Starting at the line that contains "Note: for this drill, mark the brown" and ending with the last line of the listing below, copy those lines over, requests included, and multiply every x and y coordinate in the answers by 0.5, rounding to whole numbers with halves rounded up. Give only those lines.

> _SOURCE RECORDS_
============
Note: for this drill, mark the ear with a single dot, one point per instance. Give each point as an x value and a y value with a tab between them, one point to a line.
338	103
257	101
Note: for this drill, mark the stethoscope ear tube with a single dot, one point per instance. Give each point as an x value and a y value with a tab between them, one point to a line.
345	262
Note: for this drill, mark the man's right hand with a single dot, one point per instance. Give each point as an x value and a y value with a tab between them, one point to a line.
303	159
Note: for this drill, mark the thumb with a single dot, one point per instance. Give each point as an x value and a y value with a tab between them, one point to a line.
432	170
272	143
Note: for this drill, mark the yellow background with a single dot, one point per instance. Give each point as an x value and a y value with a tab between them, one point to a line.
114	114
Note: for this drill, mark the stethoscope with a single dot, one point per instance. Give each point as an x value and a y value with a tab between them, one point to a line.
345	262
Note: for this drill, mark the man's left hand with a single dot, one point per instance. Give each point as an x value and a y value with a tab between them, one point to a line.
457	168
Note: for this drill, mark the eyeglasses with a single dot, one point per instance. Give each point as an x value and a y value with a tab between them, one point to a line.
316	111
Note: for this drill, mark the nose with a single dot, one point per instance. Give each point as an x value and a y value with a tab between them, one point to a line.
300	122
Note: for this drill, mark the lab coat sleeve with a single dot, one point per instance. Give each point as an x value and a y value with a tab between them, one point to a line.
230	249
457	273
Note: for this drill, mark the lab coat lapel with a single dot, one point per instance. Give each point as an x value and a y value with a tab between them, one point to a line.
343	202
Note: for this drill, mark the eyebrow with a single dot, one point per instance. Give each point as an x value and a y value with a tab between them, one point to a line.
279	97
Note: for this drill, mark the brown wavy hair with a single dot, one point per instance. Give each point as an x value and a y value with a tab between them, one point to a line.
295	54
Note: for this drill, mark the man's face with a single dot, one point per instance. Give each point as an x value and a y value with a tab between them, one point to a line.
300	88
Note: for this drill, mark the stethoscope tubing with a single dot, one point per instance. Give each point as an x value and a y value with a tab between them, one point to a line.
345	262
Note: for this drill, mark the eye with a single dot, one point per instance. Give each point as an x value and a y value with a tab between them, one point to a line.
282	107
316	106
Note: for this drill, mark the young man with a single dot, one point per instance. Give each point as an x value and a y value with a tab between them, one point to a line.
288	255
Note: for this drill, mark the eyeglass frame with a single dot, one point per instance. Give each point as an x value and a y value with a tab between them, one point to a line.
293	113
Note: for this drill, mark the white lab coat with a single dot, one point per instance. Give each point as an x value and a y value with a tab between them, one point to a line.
============
> _SOLUTION FOR THIS TASK_
Note: for this drill, mark the brown wavy hair with a single dot, one point per instance. Give each point as an x value and a y value with a tab between them, one point to a line.
148	27
Note: for this drill, mark the man's face with a single dot, one point per instance. Give each point as an x value and a y value with a tab between them, one point to a line.
150	44
Note: for this drill, mark the stethoscope tubing with a single dot, one point per instance. Give each point as an x value and a y value with a tab between them, one point to a line.
173	131
Note: for this drill, mark the eye with a single dot, one point per instance. Give each point as an x value and a y value with a tab between them, one point to a line.
141	54
158	53
Note: for this drill, mark the young man with a single dot, one point per instance. Give each point as an x value and a y value with a tab between them, one point to a line.
144	128
Note: for this drill, mark the eyeglass frame with a single dot, one point per instance. Give each point as an x value and a y value with a tab between them, one point to a line.
147	57
Note: for this drill, mark the white lab coat with a single dot, one point per instance. Give each point as an x value and a y value with a tab between them, one point to a line.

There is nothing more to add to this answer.